With North Korea having (supposedly) successfully had its fifth nuclear warhead test on Friday, it’s no surprise that their neighbors to the South are getting antsy. It’s one thing for Best Korea to threaten to bomb Washington D.C. since there’s no way in hell NK is technologically capable of sending a missile that far — but for South Korea? Much more manageable, and much more realistic, sadly.
In the event that Fearless Leader Kim Jong-un gets his panties in a twist over some mundane everyday malaise and decides to take his discomfort out on the south, BBC reports that their retaliation plan will be to completely destroy Pyongyang with “ballistic missiles and high-explosives shells.”
What, were you expecting something else? What other option is there when you’re dealing with an unhinged dictator?
The South Korean military official told Yonhap that Pyongyang districts thought to be hiding the North’s leadership would be particularly targeted in any attack. The city, the source said, “will be reduced to ashes and removed from the map”.

▶ **DATA TO EXAMINE**:
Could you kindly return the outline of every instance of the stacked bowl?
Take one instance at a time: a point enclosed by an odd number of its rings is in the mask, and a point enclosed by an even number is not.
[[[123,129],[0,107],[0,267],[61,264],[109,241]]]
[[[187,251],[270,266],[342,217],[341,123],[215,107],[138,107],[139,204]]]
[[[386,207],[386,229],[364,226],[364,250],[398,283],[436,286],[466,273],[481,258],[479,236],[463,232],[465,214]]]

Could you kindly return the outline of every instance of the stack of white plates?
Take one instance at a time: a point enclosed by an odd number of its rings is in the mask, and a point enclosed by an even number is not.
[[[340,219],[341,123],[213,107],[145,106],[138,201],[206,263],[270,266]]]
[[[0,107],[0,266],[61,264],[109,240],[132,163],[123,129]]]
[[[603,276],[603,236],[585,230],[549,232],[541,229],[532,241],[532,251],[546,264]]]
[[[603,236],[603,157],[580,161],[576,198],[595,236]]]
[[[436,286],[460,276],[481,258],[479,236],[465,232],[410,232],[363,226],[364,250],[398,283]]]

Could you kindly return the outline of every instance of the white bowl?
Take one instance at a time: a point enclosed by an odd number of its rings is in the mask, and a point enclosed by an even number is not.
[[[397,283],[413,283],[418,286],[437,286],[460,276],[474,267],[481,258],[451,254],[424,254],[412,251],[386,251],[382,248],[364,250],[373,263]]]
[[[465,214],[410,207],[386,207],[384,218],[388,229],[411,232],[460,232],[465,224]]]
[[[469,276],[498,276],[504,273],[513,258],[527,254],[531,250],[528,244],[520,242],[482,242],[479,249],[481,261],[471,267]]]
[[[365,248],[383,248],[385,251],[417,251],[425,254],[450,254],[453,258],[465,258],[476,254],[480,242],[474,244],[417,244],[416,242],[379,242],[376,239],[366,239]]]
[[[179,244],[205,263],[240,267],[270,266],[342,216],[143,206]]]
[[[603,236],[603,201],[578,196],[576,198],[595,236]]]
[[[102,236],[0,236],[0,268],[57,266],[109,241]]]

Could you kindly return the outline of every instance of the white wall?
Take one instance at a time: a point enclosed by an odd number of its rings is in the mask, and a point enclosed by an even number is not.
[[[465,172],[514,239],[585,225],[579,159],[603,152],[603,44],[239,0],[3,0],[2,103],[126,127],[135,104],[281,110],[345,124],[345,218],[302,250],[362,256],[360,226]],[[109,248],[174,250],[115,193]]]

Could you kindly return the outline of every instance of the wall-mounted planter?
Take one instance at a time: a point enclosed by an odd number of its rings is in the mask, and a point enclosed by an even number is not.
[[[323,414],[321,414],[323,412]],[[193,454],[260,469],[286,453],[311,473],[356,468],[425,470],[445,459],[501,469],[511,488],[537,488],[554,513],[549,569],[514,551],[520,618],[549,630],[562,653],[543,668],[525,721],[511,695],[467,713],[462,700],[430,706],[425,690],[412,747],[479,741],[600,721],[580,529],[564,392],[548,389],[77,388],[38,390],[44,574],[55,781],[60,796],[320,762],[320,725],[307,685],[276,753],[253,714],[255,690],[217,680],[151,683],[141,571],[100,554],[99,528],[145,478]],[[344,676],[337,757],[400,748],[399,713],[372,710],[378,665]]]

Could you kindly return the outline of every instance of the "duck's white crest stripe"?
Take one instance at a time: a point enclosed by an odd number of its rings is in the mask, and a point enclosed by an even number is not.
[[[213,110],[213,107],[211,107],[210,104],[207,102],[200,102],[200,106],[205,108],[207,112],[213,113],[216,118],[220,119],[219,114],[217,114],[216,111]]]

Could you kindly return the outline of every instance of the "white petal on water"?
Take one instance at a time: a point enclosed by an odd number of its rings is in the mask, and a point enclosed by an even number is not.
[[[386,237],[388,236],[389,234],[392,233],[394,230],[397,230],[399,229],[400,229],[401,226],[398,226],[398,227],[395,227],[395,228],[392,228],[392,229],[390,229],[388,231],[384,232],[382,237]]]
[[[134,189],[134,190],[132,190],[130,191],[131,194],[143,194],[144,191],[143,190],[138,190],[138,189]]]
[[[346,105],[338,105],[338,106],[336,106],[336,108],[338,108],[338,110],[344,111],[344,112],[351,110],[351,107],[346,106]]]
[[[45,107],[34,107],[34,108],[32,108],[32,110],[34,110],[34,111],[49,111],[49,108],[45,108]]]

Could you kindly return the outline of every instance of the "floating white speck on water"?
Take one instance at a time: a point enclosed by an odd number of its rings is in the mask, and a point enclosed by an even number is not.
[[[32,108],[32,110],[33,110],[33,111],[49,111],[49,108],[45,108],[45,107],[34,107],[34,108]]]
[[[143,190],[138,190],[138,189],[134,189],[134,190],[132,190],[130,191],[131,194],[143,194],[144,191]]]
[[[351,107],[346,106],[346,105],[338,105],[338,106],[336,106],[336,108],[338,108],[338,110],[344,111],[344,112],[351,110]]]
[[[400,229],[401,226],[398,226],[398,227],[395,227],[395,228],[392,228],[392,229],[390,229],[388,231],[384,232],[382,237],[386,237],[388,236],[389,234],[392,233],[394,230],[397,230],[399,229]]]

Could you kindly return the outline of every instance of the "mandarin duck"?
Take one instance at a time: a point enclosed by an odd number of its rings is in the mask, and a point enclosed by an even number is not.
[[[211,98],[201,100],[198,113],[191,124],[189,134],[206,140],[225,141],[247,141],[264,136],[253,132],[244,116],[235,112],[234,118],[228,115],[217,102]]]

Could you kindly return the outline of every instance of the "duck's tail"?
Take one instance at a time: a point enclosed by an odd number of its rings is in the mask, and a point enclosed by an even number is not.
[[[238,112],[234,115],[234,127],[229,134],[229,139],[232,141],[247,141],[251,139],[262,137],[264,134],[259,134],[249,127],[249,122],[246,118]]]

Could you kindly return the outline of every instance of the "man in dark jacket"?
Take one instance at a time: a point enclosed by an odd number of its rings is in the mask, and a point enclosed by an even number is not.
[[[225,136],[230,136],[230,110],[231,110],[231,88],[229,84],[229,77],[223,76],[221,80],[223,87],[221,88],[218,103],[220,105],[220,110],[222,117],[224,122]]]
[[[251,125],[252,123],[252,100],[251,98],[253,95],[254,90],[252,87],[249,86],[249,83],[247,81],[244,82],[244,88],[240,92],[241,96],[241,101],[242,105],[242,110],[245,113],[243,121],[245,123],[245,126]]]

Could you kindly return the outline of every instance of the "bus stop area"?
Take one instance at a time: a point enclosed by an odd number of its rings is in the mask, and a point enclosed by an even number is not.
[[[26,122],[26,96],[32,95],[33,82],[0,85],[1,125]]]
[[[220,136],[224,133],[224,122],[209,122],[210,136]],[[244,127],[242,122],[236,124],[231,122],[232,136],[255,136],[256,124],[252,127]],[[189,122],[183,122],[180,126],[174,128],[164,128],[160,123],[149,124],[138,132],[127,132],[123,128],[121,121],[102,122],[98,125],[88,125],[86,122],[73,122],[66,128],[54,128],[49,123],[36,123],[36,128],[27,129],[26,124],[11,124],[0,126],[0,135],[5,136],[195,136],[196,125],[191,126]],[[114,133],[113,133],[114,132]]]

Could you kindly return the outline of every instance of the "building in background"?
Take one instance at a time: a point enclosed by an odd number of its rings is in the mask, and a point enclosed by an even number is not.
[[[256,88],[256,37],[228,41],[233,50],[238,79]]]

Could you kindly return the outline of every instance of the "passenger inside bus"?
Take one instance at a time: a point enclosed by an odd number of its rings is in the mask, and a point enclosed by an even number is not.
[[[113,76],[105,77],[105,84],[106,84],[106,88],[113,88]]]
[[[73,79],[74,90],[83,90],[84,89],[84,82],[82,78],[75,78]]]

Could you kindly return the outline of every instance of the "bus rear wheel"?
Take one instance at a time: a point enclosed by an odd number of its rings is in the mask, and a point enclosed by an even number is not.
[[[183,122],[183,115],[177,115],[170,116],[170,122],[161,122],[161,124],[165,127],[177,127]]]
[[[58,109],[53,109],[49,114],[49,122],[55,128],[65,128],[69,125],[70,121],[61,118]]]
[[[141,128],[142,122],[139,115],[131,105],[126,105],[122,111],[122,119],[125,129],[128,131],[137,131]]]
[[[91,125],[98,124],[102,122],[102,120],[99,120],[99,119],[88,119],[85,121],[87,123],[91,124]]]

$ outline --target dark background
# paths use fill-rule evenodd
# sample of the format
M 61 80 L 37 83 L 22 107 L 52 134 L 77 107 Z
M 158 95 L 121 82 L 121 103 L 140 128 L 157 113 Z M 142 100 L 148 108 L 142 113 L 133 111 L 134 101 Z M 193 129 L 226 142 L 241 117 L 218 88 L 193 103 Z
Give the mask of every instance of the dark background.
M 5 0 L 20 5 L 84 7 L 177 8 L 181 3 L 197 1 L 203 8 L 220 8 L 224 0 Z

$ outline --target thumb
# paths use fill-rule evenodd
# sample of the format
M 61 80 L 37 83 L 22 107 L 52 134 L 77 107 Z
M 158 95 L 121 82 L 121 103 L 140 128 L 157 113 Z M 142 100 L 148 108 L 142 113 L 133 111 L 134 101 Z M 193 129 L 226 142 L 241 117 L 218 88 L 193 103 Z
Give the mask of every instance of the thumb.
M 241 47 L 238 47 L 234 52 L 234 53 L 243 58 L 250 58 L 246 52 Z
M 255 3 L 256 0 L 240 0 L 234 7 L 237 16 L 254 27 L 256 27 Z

▶ **WORK TASK 1**: In the article about South Korea's retaliation plan, write out the passage from "With North Korea" up to and including "more realistic, sadly.", swapping "Best Korea" for "the North".
▶ **WORK TASK 2**: According to the article about South Korea's retaliation plan, what weapons would be used to destroy Pyongyang?
▶ **WORK TASK 3**: Carry on the article about South Korea's retaliation plan from the point where it stops.
The records have nothing to do with the article about South Korea's plan against Pyongyang.

▶ **WRITTEN ANSWER 1**:
With North Korea having (supposedly) successfully had its fifth nuclear warhead test on Friday, it’s no surprise that their neighbors to the South are getting antsy. It’s one thing for the North to threaten to bomb Washington D.C. since there’s no way in hell NK is technologically capable of sending a missile that far — but for South Korea? Much more manageable, and much more realistic, sadly.

▶ **WRITTEN ANSWER 2**: Ballistic missiles and high-explosives shells.

▶ **WRITTEN ANSWER 3**:
The BBC‘s Korea correspondent Steve Evans says the South is using the same bloodcurdling rhetoric that the North frequently uses about the South Korean government in Seoul.
He says there has been rising criticism within South Korea of the government as its attempts to isolate the North have failed to deter leader Kim Jong-un’s nuclear ambitions.
The United Nations banned North Korea from performing any tests of nuclear or missile technology, though as you can see that’s been about as effective as eating cardboard in an attempt to get more fiber into your diet.
As for what the United States is doing about NK’s seeming progression into nuclear territory, the U.S. special envoy for North Korea stated that “North Korea continues to present a growing threat to the region, to our allies, to ourselves, and we will do everything possible to defend against that growing threat. In addition to sanctions in the Security Council, both the US and Japan, together with [South Korea], will be looking at any unilateral measures as well as bilateral measures as well as possible trilateral cooperation.”